Erziehungsmethoden sind wohl so vielfältig, wie es Eltern auf dieser Erde gibt. Trotzdem nutzen Psycholog:innen und Pädagog:innen gerne bildhafte Sprache, um weit verbreitete „Elterntypen“ zu beschreiben. Dafür nutzen sie technische Geräte oder Fahrzeuge, wie beispielsweise beim Begriff „Helikoptereltern“ – dieses Wort kennt wohl jeder. Es hat keinen guten Beigeschmack.

Nicht umsonst machten sich Twitter-Nutzer:innen darüber lustig, dass Christine Lambrecht ihren Sohn im Regierungsflugzeug transportierte und nannten sie ein Paradebeispiel für eine Helikoptermutter. Helikoptereltern schwirren immerzu um ihr Kind herum und überladen es mit Aufmerksamkeit und Fürsorge. Immer noch besser als das, was „U-Boot-Eltern“ tun, findet ein Schulrechtsexperte.

„U-Boot-Eltern schaden ihren Kindern mehr als Helikoptereltern“

Gegenüber dem Focus Online erklärt der Schulrechtler Thomas Böhm, warum „U-Boot-Eltern“ so problematisch sind – vor allem in Bezug auf die Bildung und Karriere der eigenen Kinder. Wie bei den Begriffen „Helikopter“ und „U-Boot“ schon vermutet werden kann, könnten „Helikoptereltern“ und „U-Boot-Eltern“ nicht unterschiedlicher sein. „U-Boot-Eltern schaden ihren Kindern mehr als Helikoptereltern“, sagt der Experte dem Focus Online. Im Gegenteil: Die Kinder von Helikoptereltern sind erfolgreicher als andere, sagen Forschende aus den USA.

Denn während Helikoptereltern zwar intensiv um die Kinder herumschwirren und das für Lehrkräfte auch störend sein könne, hätten sie wenigstens ernsthaftes Interesse am Erfolg ihrer Kinder, so Böhm Gespräch mit Focus Online. U-Boot-Eltern hingegen „tauchen nicht auf, gehen nicht zum Elternsprechtag, sprechen nicht mit den Lehrern – erst wenn Versetzung gefährdet ist, fahren sie schwere Geschütze auf“. Sie ignorieren ihre Kinder und schalten sie aus, was der Kinderarzt Voigt als einen großen Erziehungsfehler bezeichnet.

Damit würden sie den Kindern noch mehr schaden, denn die Eltern bleiben quasi unter der Wasseroberfläche, bis ihr Nachwuchs in Situationen kommt, aus denen er ohne Hilfe nicht mehr herauskommt. Anstatt dann aber aktiv zu werden, erwarteten U-Boot-Eltern häufig von Lehrer:innen, dass sie das Problem lösen. „Diese Haltung kann nicht funktionieren“, warnt Böhm im Interview mit Focus Online.

Mädchen macht Hausaufgaben an einem Laptop – ohne jegliche Hilfe der Eltern.

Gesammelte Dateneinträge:
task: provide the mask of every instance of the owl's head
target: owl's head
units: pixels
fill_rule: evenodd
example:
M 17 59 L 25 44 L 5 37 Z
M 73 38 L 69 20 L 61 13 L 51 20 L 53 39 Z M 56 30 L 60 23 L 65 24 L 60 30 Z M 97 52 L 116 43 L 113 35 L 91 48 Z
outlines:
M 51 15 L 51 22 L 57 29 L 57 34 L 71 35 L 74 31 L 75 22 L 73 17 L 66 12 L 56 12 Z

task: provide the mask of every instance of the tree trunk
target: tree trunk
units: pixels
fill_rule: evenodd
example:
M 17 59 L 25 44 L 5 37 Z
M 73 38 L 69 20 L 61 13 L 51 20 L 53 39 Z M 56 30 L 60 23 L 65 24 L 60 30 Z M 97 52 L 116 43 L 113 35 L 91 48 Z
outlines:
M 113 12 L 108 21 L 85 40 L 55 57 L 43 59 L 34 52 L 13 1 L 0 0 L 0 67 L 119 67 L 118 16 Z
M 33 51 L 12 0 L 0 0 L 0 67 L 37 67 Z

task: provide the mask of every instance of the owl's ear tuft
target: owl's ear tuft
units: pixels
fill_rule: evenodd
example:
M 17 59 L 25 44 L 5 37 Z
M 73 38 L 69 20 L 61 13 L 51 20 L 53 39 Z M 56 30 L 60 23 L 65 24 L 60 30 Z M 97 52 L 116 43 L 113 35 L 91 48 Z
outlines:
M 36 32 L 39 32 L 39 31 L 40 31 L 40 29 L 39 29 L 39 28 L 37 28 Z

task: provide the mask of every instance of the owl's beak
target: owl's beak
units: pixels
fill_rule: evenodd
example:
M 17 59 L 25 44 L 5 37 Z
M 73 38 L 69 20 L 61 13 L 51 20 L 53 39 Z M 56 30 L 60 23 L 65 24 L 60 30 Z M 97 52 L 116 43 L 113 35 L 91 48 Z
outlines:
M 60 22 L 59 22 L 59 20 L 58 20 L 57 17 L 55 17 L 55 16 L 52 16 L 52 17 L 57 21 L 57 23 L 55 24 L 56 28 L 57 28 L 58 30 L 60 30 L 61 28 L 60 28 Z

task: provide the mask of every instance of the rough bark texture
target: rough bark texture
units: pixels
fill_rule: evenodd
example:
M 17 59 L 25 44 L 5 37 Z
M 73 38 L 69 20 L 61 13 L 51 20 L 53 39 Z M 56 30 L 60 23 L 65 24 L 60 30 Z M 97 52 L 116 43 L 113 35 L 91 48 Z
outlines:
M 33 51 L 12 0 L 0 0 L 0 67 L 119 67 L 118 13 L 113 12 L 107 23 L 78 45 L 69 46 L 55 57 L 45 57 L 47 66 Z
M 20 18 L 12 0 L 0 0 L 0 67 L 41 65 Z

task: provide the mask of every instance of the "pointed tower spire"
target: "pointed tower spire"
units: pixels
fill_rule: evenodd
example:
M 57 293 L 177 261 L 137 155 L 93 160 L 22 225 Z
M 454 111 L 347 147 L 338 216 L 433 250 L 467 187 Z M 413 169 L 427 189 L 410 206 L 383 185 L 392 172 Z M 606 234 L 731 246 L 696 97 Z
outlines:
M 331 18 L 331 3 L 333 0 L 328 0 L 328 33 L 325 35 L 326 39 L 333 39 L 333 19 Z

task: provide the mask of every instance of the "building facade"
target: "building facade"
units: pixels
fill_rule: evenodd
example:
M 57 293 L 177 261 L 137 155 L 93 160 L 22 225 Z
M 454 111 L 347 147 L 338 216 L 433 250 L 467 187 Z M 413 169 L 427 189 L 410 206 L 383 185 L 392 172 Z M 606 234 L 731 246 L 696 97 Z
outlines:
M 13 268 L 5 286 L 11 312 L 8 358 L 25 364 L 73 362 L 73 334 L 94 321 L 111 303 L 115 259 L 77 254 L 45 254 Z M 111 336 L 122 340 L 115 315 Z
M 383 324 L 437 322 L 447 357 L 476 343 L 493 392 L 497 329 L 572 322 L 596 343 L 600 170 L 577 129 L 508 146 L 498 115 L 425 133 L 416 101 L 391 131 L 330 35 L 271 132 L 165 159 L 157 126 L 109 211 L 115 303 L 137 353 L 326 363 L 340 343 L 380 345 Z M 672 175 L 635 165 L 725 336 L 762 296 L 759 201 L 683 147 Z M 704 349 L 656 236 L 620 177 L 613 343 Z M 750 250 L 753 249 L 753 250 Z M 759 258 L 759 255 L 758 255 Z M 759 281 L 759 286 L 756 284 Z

Gestellte Aufgabe:
Schreib bitte den Text über U-Boot-Eltern ab der Stelle weiter, an der er endet. Die Zeilen haben keinen Bezug zum Text über U-Boot-Eltern.

Erwartete Antwort:
Was genau sind eigentlich U-Boot-Eltern und warum sind sie besonders für Lehrer:innen ein Problem? © Westend61/IMAGO/Katharina Mikhrin

Erziehungsmethode „U-Boot-Eltern“ ist raus – wie wäre es mit bindungsorientierter Erziehung?

Das U-Boot ist als elterliches Erziehungsfahrzeug also raus. Der Helikopter steht auch nicht gerade gut da – außer bei Anton Hofreiter, der gefeiert wird, weil er seinen kleinen Sohn mit zu Bundestagssitzung nimmt. Bei dem ist das aber ein Männer- und Politiker-Bonus, vermuten User:innen auf Twitter. Doch welche Erziehungsmethode darf es dann sein? Am besten gar keine, findet Nora Imlau, die der Süddeutschen Zeitung (SZ) 2021 ein Interview zu ihrem neuen Ratgeber, dem „Familienkompass“ gab. Sie habe die tiefe Überzeugung, dass Elternschaft nicht bedeutet, Kinder mithilfe bestimmter Methoden zu vernünftigen Erwachsenen zu erziehen.

Imlau setzt bei ihren eigenen vier Kindern auf die „zugewandte Elternschaft“ (auch bindungsorientierte Erziehung genannt). Dieser Ansatz ist individueller und hat laut der Plattform Familie.de die Bedürfnisse aller Familienmitglieder im Blick. Er setzt nicht auf Perfektionismus und versucht Kindern nicht unbedingt Grenzen zu setzen, sondern eher eigene Grenzen zu formulieren. Kommunikation auf Augenhöhe stehe hier im Vordergrund, sagt Pädagogin Eliane Retz Familie.de über die bindungsorientierte Erziehung.

Durch diesen Perspektivwechsel dürften dann auch sowohl die Position von oben (Helikopter) und von unten (U-Boot) wegfallen. Diese Erziehungsmethode sei dann zwar anstrengender – habe aber durchaus Vorteile für die Kinder, da sie eine gute Vertrauensbasis für die Pubertät schaffe und bildungsorientiert erzogene Kinder nachweislich lösungsorientierter, weiter in der Sprachentwicklung und empathischer. Empathie hat jedoch auch negative Seiten und kann Rassismus und Sexismus verstärken.